Dataset records:
********************

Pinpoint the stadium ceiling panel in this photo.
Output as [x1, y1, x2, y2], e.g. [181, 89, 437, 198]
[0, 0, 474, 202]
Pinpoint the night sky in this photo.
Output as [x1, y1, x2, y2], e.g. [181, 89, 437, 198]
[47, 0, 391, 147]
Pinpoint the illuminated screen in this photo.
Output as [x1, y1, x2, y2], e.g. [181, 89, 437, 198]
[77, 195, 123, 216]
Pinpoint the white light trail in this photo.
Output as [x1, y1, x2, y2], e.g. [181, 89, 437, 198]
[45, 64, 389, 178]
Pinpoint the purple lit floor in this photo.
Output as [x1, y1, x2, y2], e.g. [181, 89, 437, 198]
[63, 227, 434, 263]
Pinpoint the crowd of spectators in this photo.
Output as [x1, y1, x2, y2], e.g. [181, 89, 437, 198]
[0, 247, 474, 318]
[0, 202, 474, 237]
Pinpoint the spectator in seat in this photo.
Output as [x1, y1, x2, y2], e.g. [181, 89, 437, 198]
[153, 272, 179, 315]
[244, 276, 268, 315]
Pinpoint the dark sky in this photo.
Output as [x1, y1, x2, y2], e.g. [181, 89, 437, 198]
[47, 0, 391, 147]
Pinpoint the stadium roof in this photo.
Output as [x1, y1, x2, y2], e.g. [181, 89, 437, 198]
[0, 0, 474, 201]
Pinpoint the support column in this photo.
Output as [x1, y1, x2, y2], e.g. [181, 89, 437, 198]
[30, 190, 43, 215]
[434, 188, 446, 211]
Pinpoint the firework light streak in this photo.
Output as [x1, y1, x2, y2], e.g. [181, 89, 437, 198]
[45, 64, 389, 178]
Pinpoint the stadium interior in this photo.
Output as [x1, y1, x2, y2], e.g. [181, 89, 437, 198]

********************

Your task
Arrange the data above as a Markdown table with the columns Row and Line, giving each non-blank line its own numbered row.

Task solution
| Row | Line |
|---|---|
| 1 | Pinpoint the stadium ceiling panel in this photo. |
| 2 | Output as [x1, y1, x2, y2], e.g. [181, 89, 437, 198] |
| 3 | [0, 0, 474, 202] |
| 4 | Pinpoint the night sky in this photo. |
| 5 | Output as [x1, y1, x2, y2], e.g. [181, 89, 437, 198] |
| 6 | [47, 0, 391, 147] |
| 7 | Pinpoint the illuminated screen in this photo. |
| 8 | Output as [x1, y1, x2, y2], e.g. [181, 89, 437, 198] |
| 9 | [77, 195, 123, 216] |
| 10 | Pinpoint the white light trail in this photo. |
| 11 | Output as [x1, y1, x2, y2], e.g. [181, 89, 437, 198] |
| 12 | [45, 64, 389, 178] |
| 13 | Pinpoint the purple lit floor in this photo. |
| 14 | Output as [x1, y1, x2, y2], e.g. [181, 89, 437, 198] |
| 15 | [63, 227, 434, 263] |
| 16 | Pinpoint the crowd of spectators in this photo. |
| 17 | Output as [x1, y1, x2, y2], e.g. [181, 89, 437, 198] |
| 18 | [0, 247, 474, 318] |
| 19 | [0, 202, 474, 237] |
| 20 | Pinpoint the spectator in seat in this photo. |
| 21 | Output as [x1, y1, x2, y2], e.g. [181, 89, 437, 198] |
| 22 | [153, 272, 179, 315] |
| 23 | [244, 276, 268, 315] |
| 24 | Pinpoint the dark sky in this photo. |
| 25 | Output as [x1, y1, x2, y2], e.g. [181, 89, 437, 198] |
| 26 | [47, 0, 391, 147] |
| 27 | Pinpoint the stadium roof in this photo. |
| 28 | Output as [x1, y1, x2, y2], e.g. [181, 89, 437, 198] |
| 29 | [0, 0, 474, 201] |
| 30 | Pinpoint the support column in this photo. |
| 31 | Output as [x1, y1, x2, y2], e.g. [181, 89, 437, 198] |
| 32 | [30, 190, 43, 215] |
| 33 | [434, 188, 446, 211] |
| 34 | Pinpoint the firework light streak in this photo. |
| 35 | Output as [x1, y1, x2, y2], e.g. [181, 89, 437, 198] |
| 36 | [45, 64, 389, 178] |
| 37 | Pinpoint the stadium interior in this photo. |
| 38 | Output as [x1, y1, x2, y2], e.g. [181, 89, 437, 198] |